• [ASSIGNED TASK]
Copy out each line of the material that includes the word "shorts".

• [DATA PROVIDED]

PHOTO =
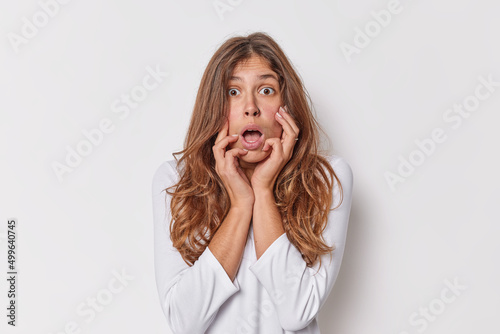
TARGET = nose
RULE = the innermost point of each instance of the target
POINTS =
(254, 113)
(251, 108)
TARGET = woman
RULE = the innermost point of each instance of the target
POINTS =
(250, 222)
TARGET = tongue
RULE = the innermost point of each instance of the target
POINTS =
(251, 136)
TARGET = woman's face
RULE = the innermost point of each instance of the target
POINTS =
(253, 98)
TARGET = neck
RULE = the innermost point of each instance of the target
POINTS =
(248, 168)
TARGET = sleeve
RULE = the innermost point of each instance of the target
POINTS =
(297, 291)
(190, 296)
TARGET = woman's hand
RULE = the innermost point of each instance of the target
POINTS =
(266, 172)
(228, 168)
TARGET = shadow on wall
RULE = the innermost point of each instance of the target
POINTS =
(341, 300)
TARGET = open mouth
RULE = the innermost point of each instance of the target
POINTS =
(251, 136)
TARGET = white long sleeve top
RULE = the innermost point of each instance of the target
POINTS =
(275, 294)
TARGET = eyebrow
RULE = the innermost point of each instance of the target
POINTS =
(260, 77)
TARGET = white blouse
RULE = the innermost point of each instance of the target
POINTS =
(276, 294)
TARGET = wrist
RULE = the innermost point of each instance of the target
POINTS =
(264, 194)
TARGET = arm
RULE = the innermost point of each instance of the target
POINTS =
(297, 292)
(190, 296)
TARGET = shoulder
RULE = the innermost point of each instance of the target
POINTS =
(165, 175)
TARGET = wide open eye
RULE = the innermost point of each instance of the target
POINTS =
(234, 92)
(267, 90)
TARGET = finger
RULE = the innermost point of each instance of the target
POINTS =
(290, 120)
(223, 132)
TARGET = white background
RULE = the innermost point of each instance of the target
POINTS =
(440, 224)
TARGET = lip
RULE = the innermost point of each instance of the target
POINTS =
(254, 145)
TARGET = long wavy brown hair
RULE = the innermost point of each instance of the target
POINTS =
(304, 188)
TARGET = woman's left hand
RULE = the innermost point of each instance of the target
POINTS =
(266, 172)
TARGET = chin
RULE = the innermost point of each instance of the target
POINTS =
(254, 156)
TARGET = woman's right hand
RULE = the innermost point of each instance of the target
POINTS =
(228, 168)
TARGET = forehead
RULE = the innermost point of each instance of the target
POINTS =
(253, 67)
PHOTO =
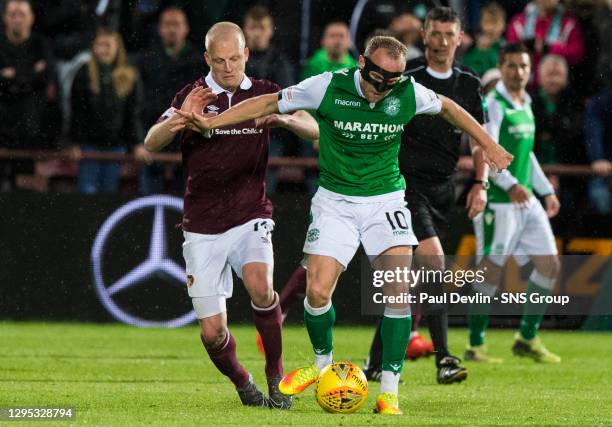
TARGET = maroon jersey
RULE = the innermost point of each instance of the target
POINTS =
(225, 174)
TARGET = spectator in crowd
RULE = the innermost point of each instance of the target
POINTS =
(598, 132)
(26, 84)
(164, 67)
(106, 102)
(558, 117)
(334, 52)
(333, 55)
(602, 22)
(545, 27)
(482, 56)
(71, 23)
(407, 29)
(267, 62)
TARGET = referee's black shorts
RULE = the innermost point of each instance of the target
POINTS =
(430, 204)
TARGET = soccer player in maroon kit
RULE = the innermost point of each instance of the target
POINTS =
(227, 217)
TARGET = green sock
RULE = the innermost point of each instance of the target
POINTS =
(532, 312)
(478, 320)
(395, 333)
(319, 326)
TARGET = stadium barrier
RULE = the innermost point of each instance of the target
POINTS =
(311, 163)
(102, 258)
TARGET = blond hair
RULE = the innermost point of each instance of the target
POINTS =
(394, 47)
(224, 30)
(123, 74)
(494, 11)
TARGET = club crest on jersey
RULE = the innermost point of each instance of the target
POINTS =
(392, 106)
(313, 235)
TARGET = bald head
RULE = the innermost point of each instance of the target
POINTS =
(226, 54)
(224, 32)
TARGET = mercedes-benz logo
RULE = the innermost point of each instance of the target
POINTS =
(156, 262)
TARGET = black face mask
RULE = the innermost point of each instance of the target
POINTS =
(380, 86)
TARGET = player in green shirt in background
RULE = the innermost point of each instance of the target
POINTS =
(361, 114)
(514, 222)
(334, 52)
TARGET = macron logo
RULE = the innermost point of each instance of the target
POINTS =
(347, 103)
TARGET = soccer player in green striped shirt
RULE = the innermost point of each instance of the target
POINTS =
(361, 114)
(514, 222)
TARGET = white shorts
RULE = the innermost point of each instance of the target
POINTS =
(340, 223)
(504, 229)
(210, 258)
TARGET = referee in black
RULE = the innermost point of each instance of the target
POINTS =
(428, 158)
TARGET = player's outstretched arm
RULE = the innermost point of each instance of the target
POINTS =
(249, 109)
(162, 133)
(159, 136)
(477, 197)
(496, 156)
(300, 123)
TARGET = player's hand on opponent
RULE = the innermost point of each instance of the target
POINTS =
(191, 115)
(271, 121)
(519, 196)
(476, 200)
(142, 154)
(602, 167)
(497, 157)
(552, 205)
(198, 99)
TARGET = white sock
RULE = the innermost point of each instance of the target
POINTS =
(389, 382)
(322, 360)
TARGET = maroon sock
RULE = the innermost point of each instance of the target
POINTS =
(224, 358)
(269, 324)
(294, 290)
(416, 319)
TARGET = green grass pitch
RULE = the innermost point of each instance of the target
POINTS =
(119, 375)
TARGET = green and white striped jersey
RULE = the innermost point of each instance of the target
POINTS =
(513, 127)
(359, 141)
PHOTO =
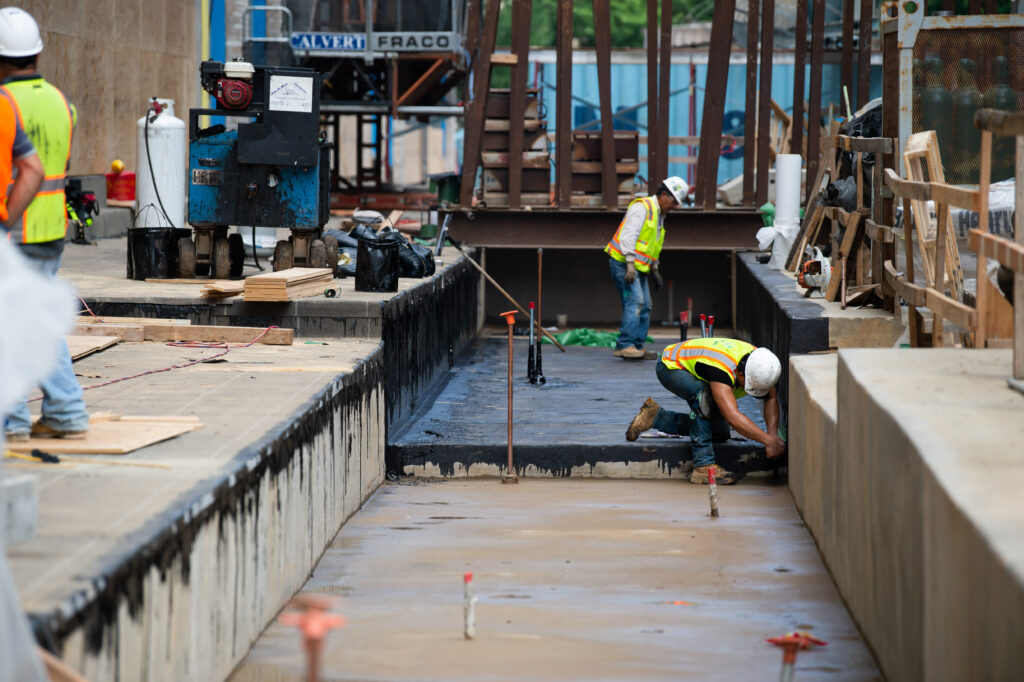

• [WRITTEN RESPONSE]
TARGET = referee's black shorts
TARGET = white shorts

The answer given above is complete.